* Parts of the exercise
a) From the crminer page, copy the text starting at "For publishers that" and ending at "use your key.".
b) Render this sentence from the crminer page in Spanish: "Authentication is applicable only when the publisher you want to get fulltext from requires it."

* Passage provided

· · · · · · ·

Crossref (https://www.crossref.org/) is a not-for-profit membership organization for scholarly publishing. For our purposes here, they provide a nice search API (https://github.com/CrossRef/rest-api-doc) for metadata for scholarly works
Publishers can optionally provide links in metadata they provide to Crossref for full text of the work, but that data is often missing, although coverage of links does seem to increase through time. Find out more about it at https://www.crossref.org/education/retrieve-metadata/rest-api/providing-full-text-links-to-tdm-tools/
See https://github.com/ropensci/rcrossref for a full fledged R client for working with the Crossref search API (https://github.com/CrossRef/rest-api-doc)
crminer
focuses only on getting the user full text via the Crossref search API. That is, this client depends on the full text links provided by publishers in the Crossref search API. Clearly crminer
will become more useful as a higher percentage of scholarly works have full text links in the API.
For our purposes there’s two types of scholarly works you want to get full text for via this package. First, those that require no authentication. crminer
should work easily for these. Second, those that require authentication. These scholarly works will require some extra work to get to, and you have to be fortunate enough to have an institution that gets access to the content. More discussion next:
Authentication is applicable only when the publisher you want to get fulltext from requires it. OA publishers shouldn’t need it as you’d expect, and there’s some papers from typically closed publishers that are open (a good way to check this is the license on the paper [ see rcrossref
]). There’s many publishers that don’t share links at all, so they are irrelevant here.
For publishers that required authentication, the Crossref TDM program allows for a single token to authenticate across publishers (to make it easier for text miners). The publishers involved with the authentication scheme are really only Elsevier and Wiley - these two publishers make up a lot of the papers out there and a lot of the links on the Crossref API.
There’s a how to guide for Crossref TDM at https://support.crossref.org/hc/en-us/articles/214298826-Text-and-Data-Mining-for-Researchers
Get your Crossref TDM token by registering at https://apps.crossref.org/clickthrough/researchers Save the token in your .Renviron
file with a new row like CROSSREF_TDM=your key
. We will read that key in for you - it’s best this way rather than passing in a key via a parameter - since you might put that code up on the web somewhere and someone could use your key.

· · · · · · ·

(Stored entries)
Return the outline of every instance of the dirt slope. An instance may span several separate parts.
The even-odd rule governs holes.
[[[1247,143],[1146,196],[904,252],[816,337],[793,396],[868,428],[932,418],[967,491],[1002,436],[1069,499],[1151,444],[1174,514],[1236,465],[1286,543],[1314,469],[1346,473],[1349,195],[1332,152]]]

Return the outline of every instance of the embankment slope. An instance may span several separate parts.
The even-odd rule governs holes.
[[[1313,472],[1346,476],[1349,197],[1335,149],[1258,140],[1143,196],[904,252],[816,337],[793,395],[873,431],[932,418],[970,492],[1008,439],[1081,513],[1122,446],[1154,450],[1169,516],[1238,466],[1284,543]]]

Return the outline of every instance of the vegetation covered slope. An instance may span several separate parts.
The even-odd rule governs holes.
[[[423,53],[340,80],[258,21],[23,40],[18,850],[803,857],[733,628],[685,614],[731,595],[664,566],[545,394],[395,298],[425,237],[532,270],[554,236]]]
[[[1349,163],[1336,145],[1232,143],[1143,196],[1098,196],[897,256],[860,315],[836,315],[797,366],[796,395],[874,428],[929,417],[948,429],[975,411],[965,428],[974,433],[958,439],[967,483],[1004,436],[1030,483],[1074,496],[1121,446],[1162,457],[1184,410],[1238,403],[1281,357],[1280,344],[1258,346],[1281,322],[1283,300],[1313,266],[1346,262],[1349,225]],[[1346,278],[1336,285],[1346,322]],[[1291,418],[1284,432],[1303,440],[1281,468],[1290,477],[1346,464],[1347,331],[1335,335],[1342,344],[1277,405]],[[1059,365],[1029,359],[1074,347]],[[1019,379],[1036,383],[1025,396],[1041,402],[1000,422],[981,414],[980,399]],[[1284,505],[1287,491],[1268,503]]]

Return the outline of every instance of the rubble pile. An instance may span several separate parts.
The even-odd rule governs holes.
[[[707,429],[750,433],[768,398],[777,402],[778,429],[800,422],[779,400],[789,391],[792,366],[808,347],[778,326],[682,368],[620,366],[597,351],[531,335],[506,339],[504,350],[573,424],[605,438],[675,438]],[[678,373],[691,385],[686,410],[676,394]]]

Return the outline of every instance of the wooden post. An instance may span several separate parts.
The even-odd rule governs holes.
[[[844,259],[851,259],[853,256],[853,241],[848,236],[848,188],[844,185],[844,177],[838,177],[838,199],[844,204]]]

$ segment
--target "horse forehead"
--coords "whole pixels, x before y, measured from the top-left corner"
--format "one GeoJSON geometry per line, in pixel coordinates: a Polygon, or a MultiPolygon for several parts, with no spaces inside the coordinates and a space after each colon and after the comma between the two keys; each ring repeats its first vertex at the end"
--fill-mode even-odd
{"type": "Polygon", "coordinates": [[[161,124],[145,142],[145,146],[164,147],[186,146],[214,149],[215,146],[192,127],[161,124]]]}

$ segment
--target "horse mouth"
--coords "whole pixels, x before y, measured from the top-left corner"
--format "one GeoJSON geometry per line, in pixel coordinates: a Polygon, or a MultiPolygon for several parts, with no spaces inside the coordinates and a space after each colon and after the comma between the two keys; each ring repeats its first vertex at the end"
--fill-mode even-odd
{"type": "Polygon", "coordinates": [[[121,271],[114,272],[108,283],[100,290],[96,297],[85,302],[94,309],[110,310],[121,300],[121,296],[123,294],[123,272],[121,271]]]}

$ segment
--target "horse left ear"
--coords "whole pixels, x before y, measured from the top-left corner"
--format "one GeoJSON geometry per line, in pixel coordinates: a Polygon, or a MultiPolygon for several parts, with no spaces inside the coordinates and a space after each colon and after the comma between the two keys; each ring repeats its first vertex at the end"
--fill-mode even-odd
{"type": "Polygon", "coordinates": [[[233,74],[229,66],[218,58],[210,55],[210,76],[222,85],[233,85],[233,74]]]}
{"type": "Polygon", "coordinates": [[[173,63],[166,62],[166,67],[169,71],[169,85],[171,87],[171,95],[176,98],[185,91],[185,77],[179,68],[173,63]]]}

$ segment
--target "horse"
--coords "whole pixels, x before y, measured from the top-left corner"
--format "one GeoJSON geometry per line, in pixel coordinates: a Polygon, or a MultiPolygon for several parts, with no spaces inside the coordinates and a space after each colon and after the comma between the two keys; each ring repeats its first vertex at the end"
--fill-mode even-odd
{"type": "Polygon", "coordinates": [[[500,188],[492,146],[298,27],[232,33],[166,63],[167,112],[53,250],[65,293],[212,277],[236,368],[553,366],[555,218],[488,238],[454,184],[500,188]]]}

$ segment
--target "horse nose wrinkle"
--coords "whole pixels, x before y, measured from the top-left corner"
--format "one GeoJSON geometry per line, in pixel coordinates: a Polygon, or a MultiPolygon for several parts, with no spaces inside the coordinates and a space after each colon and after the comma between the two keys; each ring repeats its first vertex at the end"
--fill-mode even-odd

· · · · · · ·

* Answers to the exercises
a)
For publishers that required authentication, the Crossref TDM program allows for a single token to authenticate across publishers (to make it easier for text miners). The publishers involved with the authentication scheme are really only Elsevier and Wiley - these two publishers make up a lot of the papers out there and a lot of the links on the Crossref API.
There’s a how to guide for Crossref TDM at https://support.crossref.org/hc/en-us/articles/214298826-Text-and-Data-Mining-for-Researchers
Get your Crossref TDM token by registering at https://apps.crossref.org/clickthrough/researchers Save the token in your .Renviron
file with a new row like CROSSREF_TDM=your key
. We will read that key in for you - it’s best this way rather than passing in a key via a parameter - since you might put that code up on the web somewhere and someone could use your key.

b) La autenticación solo se aplica cuando el editor del que se quiere obtener el texto completo la exige.